YOUR ASSIGNMENT: What you write must match exactly the lines from the one with "the metal fence" through the last line of the material below.

┏━━

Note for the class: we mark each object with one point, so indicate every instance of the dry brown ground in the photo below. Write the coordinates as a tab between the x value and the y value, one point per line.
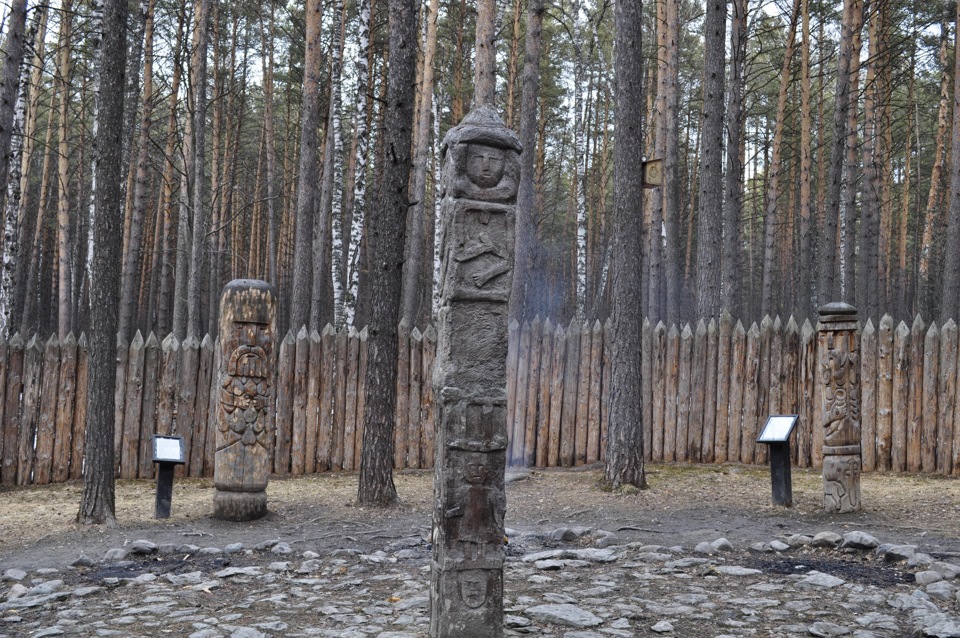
683	505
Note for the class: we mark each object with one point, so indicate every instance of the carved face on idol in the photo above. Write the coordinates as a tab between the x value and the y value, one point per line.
485	165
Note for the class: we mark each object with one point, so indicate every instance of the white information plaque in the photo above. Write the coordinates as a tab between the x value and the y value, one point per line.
168	449
778	428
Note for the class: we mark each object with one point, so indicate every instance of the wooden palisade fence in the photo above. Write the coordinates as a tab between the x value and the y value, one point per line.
706	391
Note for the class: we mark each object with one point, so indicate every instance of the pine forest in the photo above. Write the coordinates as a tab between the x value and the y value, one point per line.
808	156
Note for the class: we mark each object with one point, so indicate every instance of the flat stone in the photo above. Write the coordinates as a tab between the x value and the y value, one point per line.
859	540
896	553
142	547
827	629
826	539
943	628
12	575
819	580
563	614
799	540
722	545
736	570
941	590
928	577
238	571
949	571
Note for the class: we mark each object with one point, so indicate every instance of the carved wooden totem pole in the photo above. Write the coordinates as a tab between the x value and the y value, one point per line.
839	372
476	229
248	324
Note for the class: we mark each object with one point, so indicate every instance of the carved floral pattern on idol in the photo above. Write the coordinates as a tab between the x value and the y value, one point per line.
244	396
841	480
839	375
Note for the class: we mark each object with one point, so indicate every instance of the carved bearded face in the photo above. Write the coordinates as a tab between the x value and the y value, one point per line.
485	165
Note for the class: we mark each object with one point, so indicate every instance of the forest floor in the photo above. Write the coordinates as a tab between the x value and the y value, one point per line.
684	505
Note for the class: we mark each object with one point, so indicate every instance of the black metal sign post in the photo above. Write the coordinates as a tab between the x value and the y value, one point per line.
776	433
167	454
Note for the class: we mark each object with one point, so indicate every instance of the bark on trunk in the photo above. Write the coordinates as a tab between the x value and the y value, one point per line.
307	191
386	253
97	504
625	430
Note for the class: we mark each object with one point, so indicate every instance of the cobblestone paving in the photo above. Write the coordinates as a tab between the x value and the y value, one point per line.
570	583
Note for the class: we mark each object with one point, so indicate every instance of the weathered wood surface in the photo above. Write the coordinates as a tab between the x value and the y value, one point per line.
284	384
704	396
46	422
29	409
66	405
529	430
583	394
402	427
301	370
868	394
80	413
311	461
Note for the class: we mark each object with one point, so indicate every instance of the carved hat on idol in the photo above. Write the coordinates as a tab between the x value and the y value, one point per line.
482	126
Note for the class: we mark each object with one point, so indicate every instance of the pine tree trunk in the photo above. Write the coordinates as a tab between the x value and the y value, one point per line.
307	192
201	213
828	288
64	245
951	269
131	266
773	170
328	283
386	246
414	273
625	429
522	302
928	285
710	220
485	63
97	504
733	178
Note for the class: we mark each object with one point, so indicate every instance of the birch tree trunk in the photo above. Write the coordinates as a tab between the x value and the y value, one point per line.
355	201
97	503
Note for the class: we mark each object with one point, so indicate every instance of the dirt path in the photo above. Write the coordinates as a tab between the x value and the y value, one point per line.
684	505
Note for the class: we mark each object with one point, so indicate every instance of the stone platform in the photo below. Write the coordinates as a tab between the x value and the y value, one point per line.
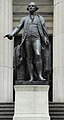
31	102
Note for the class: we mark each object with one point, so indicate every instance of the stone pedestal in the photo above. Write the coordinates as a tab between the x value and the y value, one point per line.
6	52
31	102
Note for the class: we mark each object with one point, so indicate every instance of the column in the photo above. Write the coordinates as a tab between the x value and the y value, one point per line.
58	51
6	52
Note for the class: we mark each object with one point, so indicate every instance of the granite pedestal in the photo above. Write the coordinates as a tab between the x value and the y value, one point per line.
31	102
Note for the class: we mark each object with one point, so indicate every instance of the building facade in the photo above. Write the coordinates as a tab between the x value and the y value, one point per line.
11	11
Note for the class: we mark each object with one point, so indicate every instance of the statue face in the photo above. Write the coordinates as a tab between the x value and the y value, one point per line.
32	8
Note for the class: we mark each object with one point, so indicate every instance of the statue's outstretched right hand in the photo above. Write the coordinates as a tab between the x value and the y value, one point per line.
8	36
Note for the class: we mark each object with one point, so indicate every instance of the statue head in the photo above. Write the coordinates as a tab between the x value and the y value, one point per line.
32	7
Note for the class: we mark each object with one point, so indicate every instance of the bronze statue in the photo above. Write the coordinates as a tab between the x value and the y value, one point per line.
34	35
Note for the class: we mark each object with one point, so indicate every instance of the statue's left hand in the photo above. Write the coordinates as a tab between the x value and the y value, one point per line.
8	36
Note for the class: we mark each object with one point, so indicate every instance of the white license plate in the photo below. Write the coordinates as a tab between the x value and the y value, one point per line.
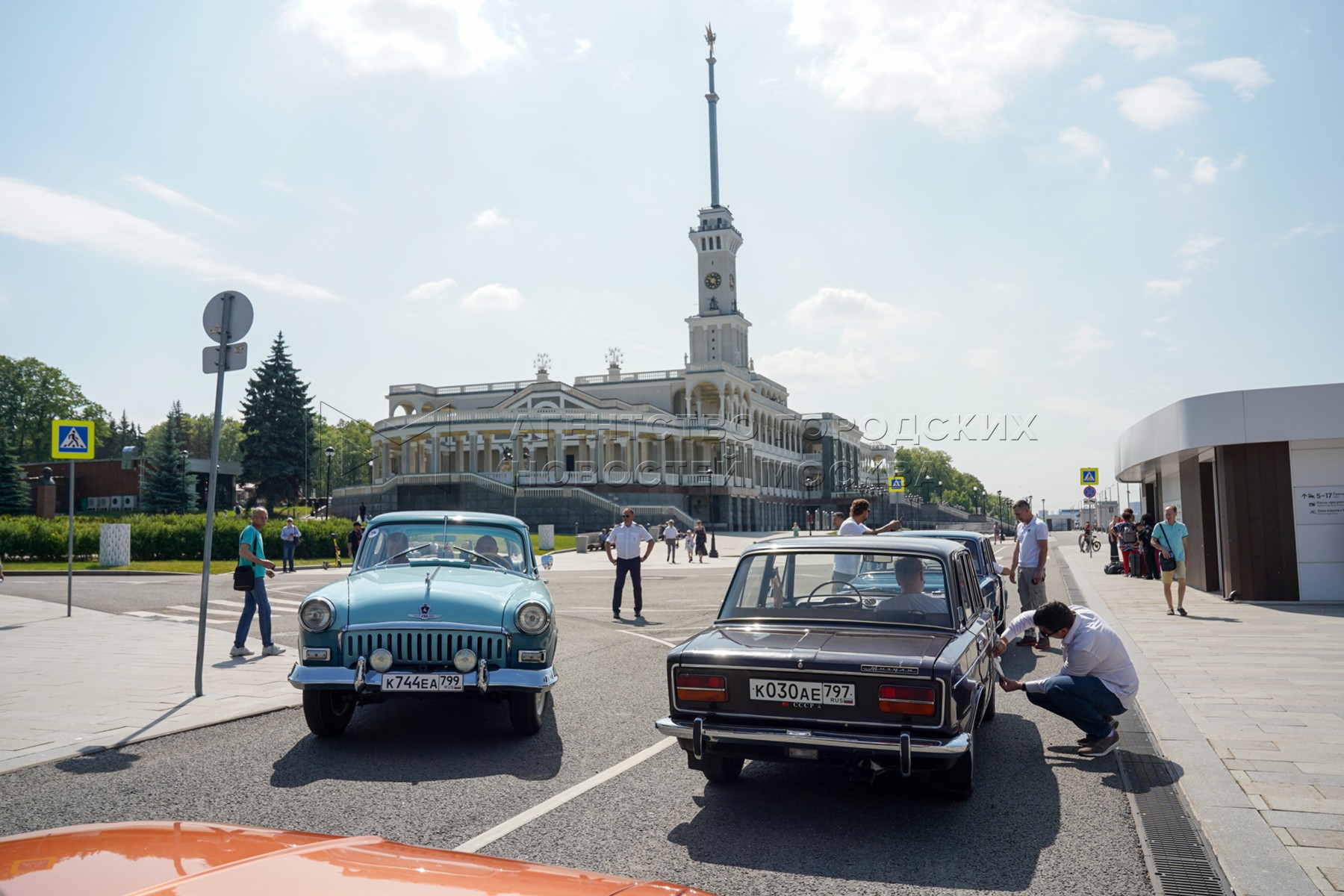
423	682
823	692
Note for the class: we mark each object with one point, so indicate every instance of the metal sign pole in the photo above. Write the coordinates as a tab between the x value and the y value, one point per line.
70	541
210	499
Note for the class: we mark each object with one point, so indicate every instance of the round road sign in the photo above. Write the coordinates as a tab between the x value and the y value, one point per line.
240	317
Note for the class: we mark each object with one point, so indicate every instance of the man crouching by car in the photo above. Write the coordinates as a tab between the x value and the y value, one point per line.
1097	682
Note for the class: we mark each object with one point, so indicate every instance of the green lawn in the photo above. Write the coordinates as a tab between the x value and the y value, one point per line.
140	566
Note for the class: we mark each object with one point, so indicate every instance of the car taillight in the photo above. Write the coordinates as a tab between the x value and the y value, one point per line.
702	688
912	702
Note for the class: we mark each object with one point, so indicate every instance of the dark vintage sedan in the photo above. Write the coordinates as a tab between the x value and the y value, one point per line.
983	558
868	652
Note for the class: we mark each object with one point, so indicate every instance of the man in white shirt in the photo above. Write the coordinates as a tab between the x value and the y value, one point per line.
670	535
1028	568
847	564
1097	682
626	541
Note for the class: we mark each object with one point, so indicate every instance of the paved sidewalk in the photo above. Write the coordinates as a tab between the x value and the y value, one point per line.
1248	702
100	680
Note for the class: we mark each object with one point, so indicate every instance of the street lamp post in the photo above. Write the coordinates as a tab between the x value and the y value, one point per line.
331	453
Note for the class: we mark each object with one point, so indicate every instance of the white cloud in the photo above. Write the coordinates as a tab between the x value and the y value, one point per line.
1246	75
831	307
1085	341
1140	40
1160	102
433	290
487	220
1166	287
492	297
33	213
443	38
1194	252
1307	228
174	198
1204	171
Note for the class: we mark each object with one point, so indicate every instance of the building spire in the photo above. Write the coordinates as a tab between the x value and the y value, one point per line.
712	100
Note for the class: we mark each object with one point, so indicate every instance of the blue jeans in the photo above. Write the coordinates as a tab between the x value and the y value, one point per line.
257	603
1082	700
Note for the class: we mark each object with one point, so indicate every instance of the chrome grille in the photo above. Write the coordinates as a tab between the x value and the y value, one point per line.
423	645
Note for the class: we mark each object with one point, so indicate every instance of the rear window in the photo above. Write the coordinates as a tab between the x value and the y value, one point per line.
840	586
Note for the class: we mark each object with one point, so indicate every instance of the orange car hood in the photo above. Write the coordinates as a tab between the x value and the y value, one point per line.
195	859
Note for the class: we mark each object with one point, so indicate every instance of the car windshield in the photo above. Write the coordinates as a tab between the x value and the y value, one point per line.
840	586
430	541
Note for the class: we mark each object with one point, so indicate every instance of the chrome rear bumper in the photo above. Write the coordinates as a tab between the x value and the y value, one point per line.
337	677
927	747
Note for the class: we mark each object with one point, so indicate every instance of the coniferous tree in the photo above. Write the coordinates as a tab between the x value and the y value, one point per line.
167	489
13	488
277	435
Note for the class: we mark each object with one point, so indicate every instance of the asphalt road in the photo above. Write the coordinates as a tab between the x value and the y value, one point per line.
1042	820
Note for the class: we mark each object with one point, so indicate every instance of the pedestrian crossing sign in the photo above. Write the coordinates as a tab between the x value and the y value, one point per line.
72	440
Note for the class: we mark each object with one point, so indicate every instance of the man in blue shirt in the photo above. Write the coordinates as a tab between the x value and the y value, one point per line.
252	553
1169	541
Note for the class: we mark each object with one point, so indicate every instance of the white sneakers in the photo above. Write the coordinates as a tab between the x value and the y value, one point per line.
273	650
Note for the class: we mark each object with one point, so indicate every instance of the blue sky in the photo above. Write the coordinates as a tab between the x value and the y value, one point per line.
1071	211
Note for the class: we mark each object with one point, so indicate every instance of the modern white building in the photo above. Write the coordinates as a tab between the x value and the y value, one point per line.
712	440
1258	479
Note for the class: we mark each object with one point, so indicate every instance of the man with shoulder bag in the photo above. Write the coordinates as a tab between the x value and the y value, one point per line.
1169	541
252	559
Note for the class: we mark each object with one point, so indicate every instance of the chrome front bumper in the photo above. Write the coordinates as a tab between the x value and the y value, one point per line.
902	744
337	677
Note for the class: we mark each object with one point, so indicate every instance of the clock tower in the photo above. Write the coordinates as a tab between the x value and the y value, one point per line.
718	331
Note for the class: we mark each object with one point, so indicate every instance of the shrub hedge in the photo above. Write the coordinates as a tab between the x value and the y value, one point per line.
163	538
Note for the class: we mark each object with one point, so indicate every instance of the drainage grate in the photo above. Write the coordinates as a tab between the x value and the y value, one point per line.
1175	850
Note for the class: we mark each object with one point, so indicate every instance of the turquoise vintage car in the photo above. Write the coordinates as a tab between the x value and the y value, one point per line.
438	605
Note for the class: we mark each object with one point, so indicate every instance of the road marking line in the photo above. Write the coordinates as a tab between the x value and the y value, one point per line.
650	637
475	844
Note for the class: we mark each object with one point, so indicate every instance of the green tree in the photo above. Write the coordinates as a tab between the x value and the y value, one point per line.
167	487
34	394
276	428
13	489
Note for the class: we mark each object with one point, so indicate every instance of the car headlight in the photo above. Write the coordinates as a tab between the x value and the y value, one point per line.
532	618
316	615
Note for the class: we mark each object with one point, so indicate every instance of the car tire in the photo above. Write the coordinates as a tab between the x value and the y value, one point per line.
959	781
329	712
527	711
721	770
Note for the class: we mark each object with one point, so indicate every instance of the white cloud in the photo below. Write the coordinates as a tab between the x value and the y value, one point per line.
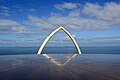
4	11
11	26
66	5
8	22
109	12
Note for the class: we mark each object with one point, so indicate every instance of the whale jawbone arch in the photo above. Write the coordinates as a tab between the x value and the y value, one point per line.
52	33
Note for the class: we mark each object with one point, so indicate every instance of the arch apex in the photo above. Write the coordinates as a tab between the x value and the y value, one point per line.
52	33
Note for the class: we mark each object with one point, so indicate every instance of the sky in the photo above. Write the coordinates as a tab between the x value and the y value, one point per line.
26	23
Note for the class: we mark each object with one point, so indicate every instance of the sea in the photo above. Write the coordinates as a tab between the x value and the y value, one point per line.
59	50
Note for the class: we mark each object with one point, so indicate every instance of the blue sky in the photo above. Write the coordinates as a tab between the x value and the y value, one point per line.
28	22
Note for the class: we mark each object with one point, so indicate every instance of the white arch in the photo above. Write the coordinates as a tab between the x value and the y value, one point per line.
51	34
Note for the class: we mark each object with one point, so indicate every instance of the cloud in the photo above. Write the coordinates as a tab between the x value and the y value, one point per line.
11	26
109	12
96	17
66	5
4	11
8	22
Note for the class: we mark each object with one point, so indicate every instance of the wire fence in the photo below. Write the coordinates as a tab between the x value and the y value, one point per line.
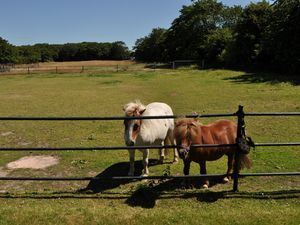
240	114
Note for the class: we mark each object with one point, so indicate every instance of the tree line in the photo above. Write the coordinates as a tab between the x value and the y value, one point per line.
64	52
259	36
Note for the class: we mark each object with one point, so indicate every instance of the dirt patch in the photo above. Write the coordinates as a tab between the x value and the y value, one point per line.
33	162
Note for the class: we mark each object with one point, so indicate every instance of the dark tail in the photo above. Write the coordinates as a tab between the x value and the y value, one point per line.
245	162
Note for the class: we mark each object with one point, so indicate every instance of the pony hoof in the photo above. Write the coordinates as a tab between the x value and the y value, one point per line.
205	186
226	180
175	161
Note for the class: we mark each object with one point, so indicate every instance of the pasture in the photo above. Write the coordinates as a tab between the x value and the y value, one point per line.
261	200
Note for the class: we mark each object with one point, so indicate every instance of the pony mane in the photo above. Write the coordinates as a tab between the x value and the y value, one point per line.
184	127
134	107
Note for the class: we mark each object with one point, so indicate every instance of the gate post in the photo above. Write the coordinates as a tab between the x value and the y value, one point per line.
240	125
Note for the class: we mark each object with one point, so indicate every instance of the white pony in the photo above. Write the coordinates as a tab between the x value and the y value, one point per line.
148	131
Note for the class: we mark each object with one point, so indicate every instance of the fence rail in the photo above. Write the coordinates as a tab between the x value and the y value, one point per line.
240	131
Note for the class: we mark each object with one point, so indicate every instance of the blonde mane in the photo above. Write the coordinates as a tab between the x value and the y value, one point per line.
133	108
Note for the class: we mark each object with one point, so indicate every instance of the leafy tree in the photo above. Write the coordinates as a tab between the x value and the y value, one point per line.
186	36
119	51
246	46
28	54
281	46
151	47
8	53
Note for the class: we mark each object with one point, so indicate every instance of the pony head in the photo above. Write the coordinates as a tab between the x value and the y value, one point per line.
132	126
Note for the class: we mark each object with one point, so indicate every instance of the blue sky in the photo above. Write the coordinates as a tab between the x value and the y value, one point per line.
25	22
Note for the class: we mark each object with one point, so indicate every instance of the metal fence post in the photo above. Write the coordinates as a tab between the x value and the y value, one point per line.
240	114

┗━━

TASK RESPONSE:
Note for the class: we mark each object with one point, so indicate every instance of the metal fence post in the photo above. Write the coordinates as a tab between the x value and the y value, one point per line.
240	114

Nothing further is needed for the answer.